• [PASSAGE GIVEN]
·····

1998 Latest Caselaw 766 Del

Citation : 1998 Latest Caselaw 766 Del
Judgement Date : 8 September, 1998

Delhi High Court
Chagan Lal Tiwari vs Ganga Apartments (P) Ltd. And ... on 8 September, 1998
Equivalent citations: 1998 VIAD Delhi 739, 75 (1998) DLT 605, 1998 (47) DRJ 203
Author: . M Sharma
Bench: . M Sharma

ORDER

Dr. M.K. Sharma, J.

1. The present suit was instituted by the plaintiff praying for a decree of declaration declaring as null and void any and all documents including any agreement, general power of attorney executed by defendants 3 to 6 in favour of any third parson including defendant No.1 in respect of plots No.1/50 and 2/71, Lalita Park, Vikas Marg, Delhi. The plaintiff has also sought for a decree of permanent injunction restraining the defendants No.3 to 6 from executing and getting registered any document evidencing transfer of their respective shares in the aforesaid plots and also restraining the defendant No.1, its servants, agents from in any manner selling, transferring, alienating, encumbering and parting with possession and/or disposing of the said suit property. The plaintiff has also sought for a decree directing defendant No.1 to render accounts pertaining to the aforesaid plots disclosing therein the amount paid to defendants No.3 to 6 and also money received against the said property.

2. It is pleaded in the plaint that defendants No.3 & 4 were the joint owners with 1/2 share belonging to each in respect of the land covered by plot No.50 of the suit property. Similarly the defendants No.5 & 6 are also stated to be joint owners to the extent of 1/2 share belonging to each in respect of the land covered by plot No.71 located at the rear of the land covered by plot No.1/50. It is further pleaded that by separate agreements to sell dated 28.11.1990 defendants No.3,4, 5 & 6 agreed to sell the suit land to the plaintiff and defendants 2 & 3. It is further pleaded that in pursuance of and in furtherance to the aforesaid agreements to sell the plaintiff alongwith defendant No.2 entered into a collaboration agreement dated 3.12.1990 with the defendant No.1 whereby the defendant No.1 undertook to and was granted license to raise and/or construct a multi-storeyed building with a total covered area of approximately 1600 Sq. Ft. of the said plots. The plaintiff has set out and reproduced some of the relevant clauses of the said collaboration agreement in paragraph 5 of the plaint. In pursuance thereof physical possession of the suit property was also handed over to defendant No.1 for implementing the said collaboration agreement and for raising construction thereon. Subsequent thereto defendant No.1 started raising construction of the multi-storeyed building on the said plots which is yet to be completed. It is stated that since defendants 3 to 6 have already sold their respective shares in the said plots neither of the defendants 3 to 6 are entitled to sell their respective portions in the said plots or any part thereof to defendant No.1 or to anyone else, nor the defendant No.1 is entitled to sell, transfer or dispose of any portion or portions comprised within the said property contrary to the terms of the said collaboration agreement and without the express consent of the plaintiff. Since such actions are allegedly being taken the present suit has been instituted by the plaintiff against the defendants. The defendants No.1 & 2, on service of summons and notices appeared in the suit.

·····

• [DATA SECTION]
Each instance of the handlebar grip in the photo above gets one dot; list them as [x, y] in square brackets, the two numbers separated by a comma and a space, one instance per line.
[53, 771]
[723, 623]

·····

• [CHALLENGES]
A. In the court order, what is the date of the collaboration agreement between the plaintiff, defendant No.2 and defendant No.1?
B. Repeat the court order word for word, everything from "Delhi High Court" down to "M.K. Sharma, J.".

• [OUTPUTS]
A. 3.12.1990

B.
Delhi High Court
Chagan Lal Tiwari vs Ganga Apartments (P) Ltd. And ... on 8 September, 1998
Equivalent citations: 1998 VIAD Delhi 739, 75 (1998) DLT 605, 1998 (47) DRJ 203
Author: . M Sharma
Bench: . M Sharma

ORDER

Dr. M.K. Sharma, J.